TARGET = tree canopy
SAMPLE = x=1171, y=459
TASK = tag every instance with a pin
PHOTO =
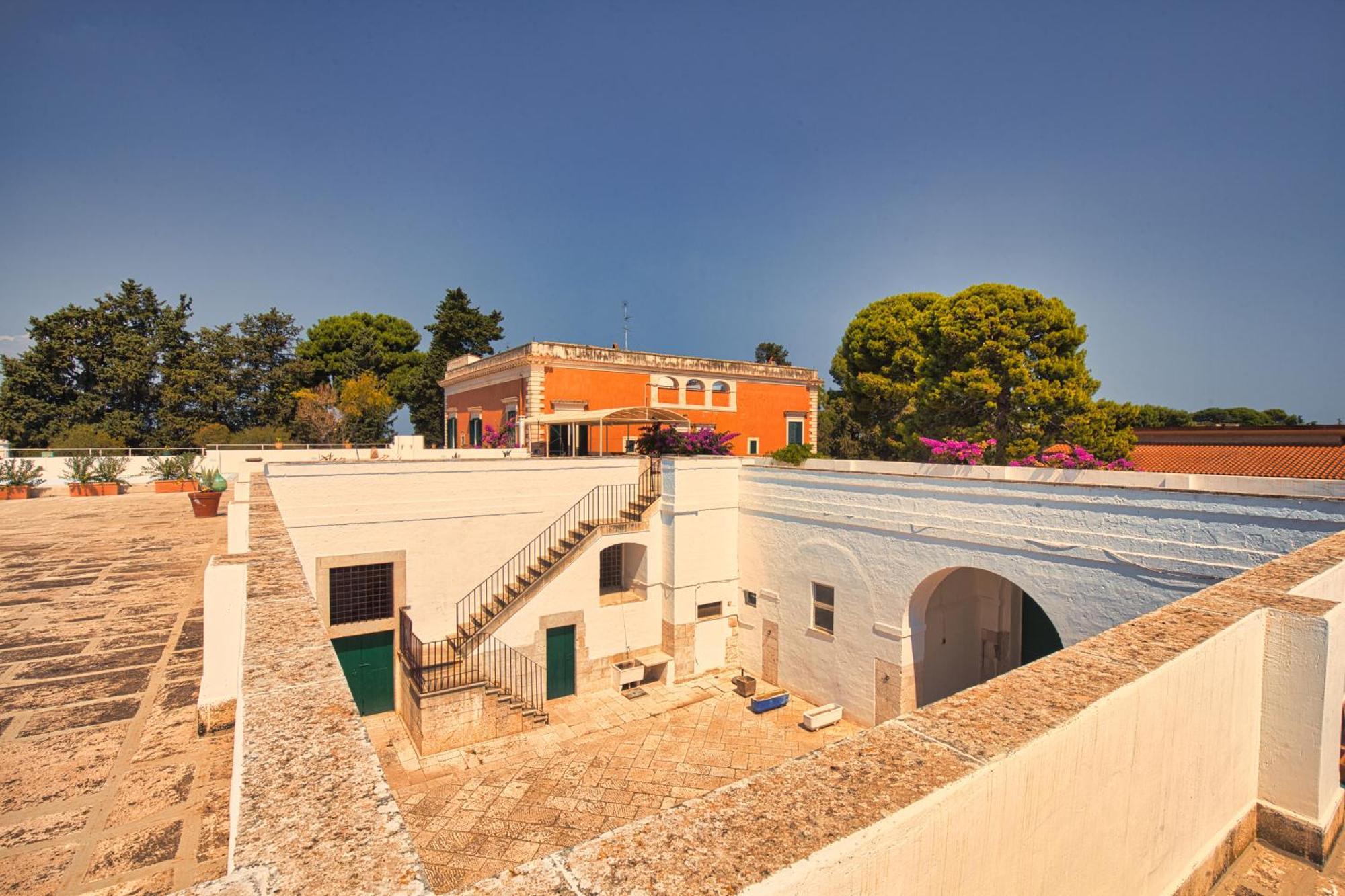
x=993, y=361
x=345, y=346
x=100, y=365
x=459, y=329
x=131, y=369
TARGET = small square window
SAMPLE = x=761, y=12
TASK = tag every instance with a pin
x=360, y=594
x=824, y=607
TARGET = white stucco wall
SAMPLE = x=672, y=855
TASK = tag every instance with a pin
x=458, y=521
x=609, y=630
x=1301, y=712
x=1090, y=555
x=1125, y=798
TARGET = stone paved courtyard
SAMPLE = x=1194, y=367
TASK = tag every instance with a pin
x=104, y=783
x=602, y=763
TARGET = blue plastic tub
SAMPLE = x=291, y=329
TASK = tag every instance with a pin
x=766, y=702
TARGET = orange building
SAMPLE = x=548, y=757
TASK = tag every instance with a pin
x=586, y=400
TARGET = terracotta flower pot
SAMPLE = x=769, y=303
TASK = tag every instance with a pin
x=205, y=503
x=93, y=489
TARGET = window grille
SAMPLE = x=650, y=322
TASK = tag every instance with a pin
x=357, y=594
x=824, y=607
x=610, y=568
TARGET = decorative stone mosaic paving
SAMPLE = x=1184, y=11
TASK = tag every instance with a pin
x=605, y=762
x=104, y=783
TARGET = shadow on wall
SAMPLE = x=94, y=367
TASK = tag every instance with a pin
x=976, y=624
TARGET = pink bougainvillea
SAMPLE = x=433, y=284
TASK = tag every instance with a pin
x=664, y=440
x=502, y=438
x=956, y=451
x=1077, y=458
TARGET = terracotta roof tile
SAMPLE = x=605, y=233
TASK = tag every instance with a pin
x=1300, y=462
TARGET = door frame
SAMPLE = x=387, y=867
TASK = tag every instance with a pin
x=574, y=659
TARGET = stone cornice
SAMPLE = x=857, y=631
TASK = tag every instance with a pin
x=567, y=354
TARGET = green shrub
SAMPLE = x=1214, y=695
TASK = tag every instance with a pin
x=793, y=455
x=167, y=467
x=80, y=469
x=210, y=481
x=111, y=470
x=21, y=473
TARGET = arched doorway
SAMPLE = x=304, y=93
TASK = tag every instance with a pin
x=1039, y=634
x=972, y=624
******
Problem requirements: Reproduce the material above with "instance" swapped for "occurrence" wherever it appears, changing nothing else and leaving out the pictures.

Task answer:
TARGET = tree canopy
SAMPLE = x=1171, y=459
TASK = tag every occurrence with a pin
PHOTO =
x=993, y=361
x=345, y=346
x=100, y=365
x=459, y=329
x=131, y=369
TARGET = small square window
SAMPLE = x=761, y=12
TASK = tag every occurrence with a pin
x=360, y=594
x=824, y=607
TARGET = white stucco wall
SAMPLE = x=672, y=855
TASK = tag every occurrence with a pin
x=458, y=521
x=609, y=630
x=1301, y=712
x=1090, y=555
x=1125, y=798
TARGET = stone paved courtyard
SAMPLE = x=1194, y=367
TASK = tag every occurrence with a pin
x=104, y=783
x=602, y=763
TARGET = blue plastic tub
SAMPLE = x=291, y=329
TASK = tag every occurrence with a pin
x=766, y=702
TARGET = orange building
SAMPLE = x=548, y=757
TASK = tag every occurrence with a pin
x=586, y=400
TARGET = terracotta flower pot
SAMPLE = x=769, y=303
TASK = tag every occurrence with a pin
x=205, y=503
x=93, y=489
TARGET = window grille
SAMPLE = x=650, y=322
TASK = tag every occurrence with a pin
x=357, y=594
x=824, y=607
x=610, y=568
TARGET = decorative stone mosaic paving
SAMPLE = x=1184, y=11
TASK = tag every occurrence with a pin
x=605, y=762
x=104, y=783
TARGET = shadow on wall
SAMPLE = x=94, y=367
TASK = tag every occurrence with a pin
x=976, y=624
TARGET = pink bougainvillea
SAMPLE = x=433, y=284
TASK = tag every occurrence with a pin
x=664, y=440
x=502, y=438
x=956, y=451
x=1077, y=458
TARGET = terracotta roof tile
SAMPLE = x=605, y=233
TASK = tag every occurrence with a pin
x=1300, y=462
TARGET = door frame
SAMPLE = x=387, y=867
TASK = tag every occurrence with a pin
x=574, y=659
TARGET = stone cornice
SAMPLE = x=857, y=631
TASK = tag every occurrence with a pin
x=567, y=354
TARGET = green shrub
SAMPLE = x=1214, y=695
TASK = tag every occurrence with a pin
x=793, y=455
x=167, y=467
x=80, y=469
x=210, y=481
x=111, y=470
x=21, y=473
TARGET = arched doorway
SAMPLE = x=304, y=93
TASK = tag every occurrence with a pin
x=1039, y=634
x=972, y=624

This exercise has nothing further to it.